» WORK TO BE COMPLETED: Copy every one of the lines below word for word, leaving out the pictures.

» DATA SHOWN:

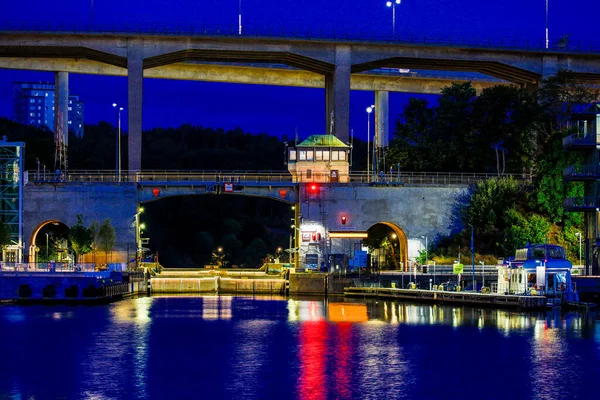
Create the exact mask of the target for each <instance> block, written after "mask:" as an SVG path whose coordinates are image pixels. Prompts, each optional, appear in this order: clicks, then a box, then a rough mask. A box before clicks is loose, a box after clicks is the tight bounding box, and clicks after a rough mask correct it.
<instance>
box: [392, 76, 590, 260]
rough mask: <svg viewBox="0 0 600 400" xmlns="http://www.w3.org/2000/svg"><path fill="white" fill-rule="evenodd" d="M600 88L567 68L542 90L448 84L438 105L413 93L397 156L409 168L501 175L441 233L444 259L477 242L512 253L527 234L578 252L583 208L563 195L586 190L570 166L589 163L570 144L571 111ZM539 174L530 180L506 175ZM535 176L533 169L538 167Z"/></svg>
mask: <svg viewBox="0 0 600 400" xmlns="http://www.w3.org/2000/svg"><path fill="white" fill-rule="evenodd" d="M598 98H599V96H598V91H597V90H595V89H594V88H590V87H587V86H585V85H583V84H581V83H579V82H577V81H575V79H574V77H573V74H572V73H571V72H570V71H565V70H561V71H559V73H558V74H557V75H556V76H552V77H549V78H547V79H545V80H544V81H543V82H542V85H541V89H540V90H539V91H538V92H537V93H535V94H534V93H530V92H527V91H525V90H524V89H521V88H516V87H509V86H495V87H492V88H489V89H484V90H483V91H482V93H481V94H480V95H479V96H477V95H476V93H475V90H474V89H473V87H472V86H471V84H470V83H463V84H453V85H452V86H450V87H446V88H444V89H443V90H442V95H441V98H440V100H439V103H438V105H436V106H429V105H428V104H427V102H426V101H424V100H417V99H413V100H411V101H410V102H409V103H408V104H407V106H406V107H405V109H404V113H403V114H402V115H400V118H399V119H398V121H397V126H396V132H395V136H394V139H393V141H392V144H391V149H390V152H389V155H388V160H390V161H392V162H400V163H401V164H402V165H404V170H416V171H419V170H425V171H434V170H437V171H445V172H452V171H460V172H467V171H472V172H488V173H494V174H497V176H498V179H495V180H488V181H485V182H481V183H479V184H477V185H475V186H473V187H472V188H470V190H469V191H468V193H465V194H464V195H462V196H460V198H458V199H457V201H456V204H455V210H454V212H453V215H452V226H451V230H452V234H451V235H450V236H448V237H440V238H437V241H436V243H435V244H434V254H435V255H437V256H439V257H443V256H446V255H448V253H453V252H455V251H456V249H459V251H460V249H465V250H467V251H468V249H469V248H470V232H471V227H473V229H474V231H475V238H476V239H475V240H476V251H478V252H479V253H482V254H492V255H496V256H507V255H511V254H514V251H515V249H516V248H517V247H520V246H523V245H525V244H526V243H527V242H531V243H544V242H552V243H559V244H562V245H564V246H565V247H566V248H567V250H568V252H569V254H570V256H571V257H572V258H576V254H577V253H578V251H579V247H578V246H579V242H578V240H577V239H578V238H577V236H576V235H575V233H576V232H578V231H582V229H583V219H582V215H581V214H580V213H567V212H565V209H564V207H563V200H564V199H565V198H567V197H581V196H583V186H582V185H581V184H573V183H571V184H567V183H565V181H564V180H563V176H562V171H563V168H565V167H567V166H570V165H577V164H580V163H581V162H582V159H581V156H578V155H575V154H571V153H568V152H565V151H564V150H563V148H562V138H563V137H564V136H565V135H568V134H569V133H572V131H571V130H570V127H569V125H568V123H567V122H568V119H569V116H570V114H572V113H573V112H574V111H581V110H582V109H583V107H586V106H589V104H590V103H591V102H593V101H594V100H596V99H598ZM509 173H510V174H515V175H516V176H517V177H519V178H521V177H528V176H532V177H533V179H531V180H530V181H527V180H525V181H522V182H526V183H519V182H518V181H517V180H515V179H512V178H510V177H506V174H509ZM530 174H532V175H530Z"/></svg>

» WRITTEN SOLUTION:
Create the exact mask of the target for each <instance> block, written after "mask:" as an SVG path whose coordinates are image pixels. Prompts, each optional, appear in this order: clicks, then a box, then a rough mask. A box before clicks is loose, a box after clicks is the tight bounding box, and clicks after a rough mask correct it.
<instance>
box: [392, 76, 590, 260]
rough mask: <svg viewBox="0 0 600 400" xmlns="http://www.w3.org/2000/svg"><path fill="white" fill-rule="evenodd" d="M600 88L567 68L542 90L448 84L438 105L413 93L397 156L409 168L501 175L441 233L444 259L477 242L512 253L527 234L578 252L583 208L563 195L586 190L570 166L589 163L570 144L571 111ZM539 174L530 180L506 175ZM535 176L533 169L538 167Z"/></svg>
mask: <svg viewBox="0 0 600 400" xmlns="http://www.w3.org/2000/svg"><path fill="white" fill-rule="evenodd" d="M598 98H599V96H598V91H597V90H595V89H594V88H590V87H587V86H585V85H583V84H581V83H579V82H577V81H575V79H574V77H573V74H572V73H571V72H570V71H565V70H561V71H559V73H558V74H557V75H556V76H552V77H549V78H547V79H545V80H544V81H543V82H542V85H541V89H540V90H539V91H538V92H537V93H535V94H534V93H530V92H527V91H525V90H524V89H521V88H516V87H509V86H495V87H492V88H489V89H484V90H483V91H482V93H481V94H480V95H479V96H477V95H476V93H475V90H474V89H473V87H472V86H471V84H470V83H463V84H453V85H452V86H450V87H446V88H444V89H443V90H442V95H441V98H440V100H439V103H438V105H436V106H429V105H428V104H427V102H426V101H424V100H417V99H413V100H411V101H410V102H409V103H408V104H407V106H406V107H405V109H404V113H403V114H402V115H400V118H399V119H398V121H397V126H396V132H395V136H394V139H393V141H392V144H391V149H390V152H389V155H388V160H390V161H392V162H400V163H401V164H402V165H404V170H416V171H419V170H425V171H434V170H437V171H445V172H452V171H460V172H467V171H472V172H488V173H494V174H497V176H498V179H495V180H488V181H485V182H481V183H479V184H477V185H475V186H473V187H472V188H470V190H469V191H468V193H465V194H464V195H462V196H460V198H458V199H457V201H456V204H455V210H454V212H453V215H452V226H451V230H452V234H451V235H450V236H448V237H440V238H437V241H436V243H435V244H434V254H435V255H437V256H439V257H443V256H446V255H448V253H453V252H455V251H456V249H459V251H460V249H465V250H467V251H468V249H469V248H470V232H471V227H473V229H474V231H475V238H476V239H475V240H476V251H478V252H479V253H482V254H492V255H496V256H507V255H511V254H514V251H515V249H516V248H517V247H520V246H523V245H525V244H526V243H527V242H531V243H544V242H552V243H559V244H562V245H564V246H565V247H566V248H567V250H568V252H569V254H570V256H571V257H572V258H576V254H577V253H578V251H579V247H578V246H579V242H578V240H577V239H578V238H577V236H576V235H575V233H576V232H578V231H582V229H583V219H582V215H581V214H580V213H567V212H565V209H564V207H563V200H564V199H565V198H567V197H581V196H583V186H582V185H581V184H573V183H571V184H567V183H565V181H564V180H563V176H562V171H563V168H565V167H567V166H570V165H577V164H580V163H581V162H582V159H581V156H578V155H575V154H571V153H568V152H565V151H564V150H563V148H562V138H563V137H564V136H565V135H568V134H569V133H572V131H571V130H570V127H569V125H568V123H567V122H568V119H569V116H570V114H572V113H573V112H574V111H581V110H582V109H583V107H586V106H589V104H590V103H591V102H593V101H594V100H596V99H598ZM509 173H510V174H515V175H516V176H517V177H519V178H521V177H528V176H532V177H533V179H531V180H530V181H527V180H525V181H522V182H526V183H519V182H518V181H517V180H515V179H512V178H510V177H506V174H509ZM530 174H532V175H530Z"/></svg>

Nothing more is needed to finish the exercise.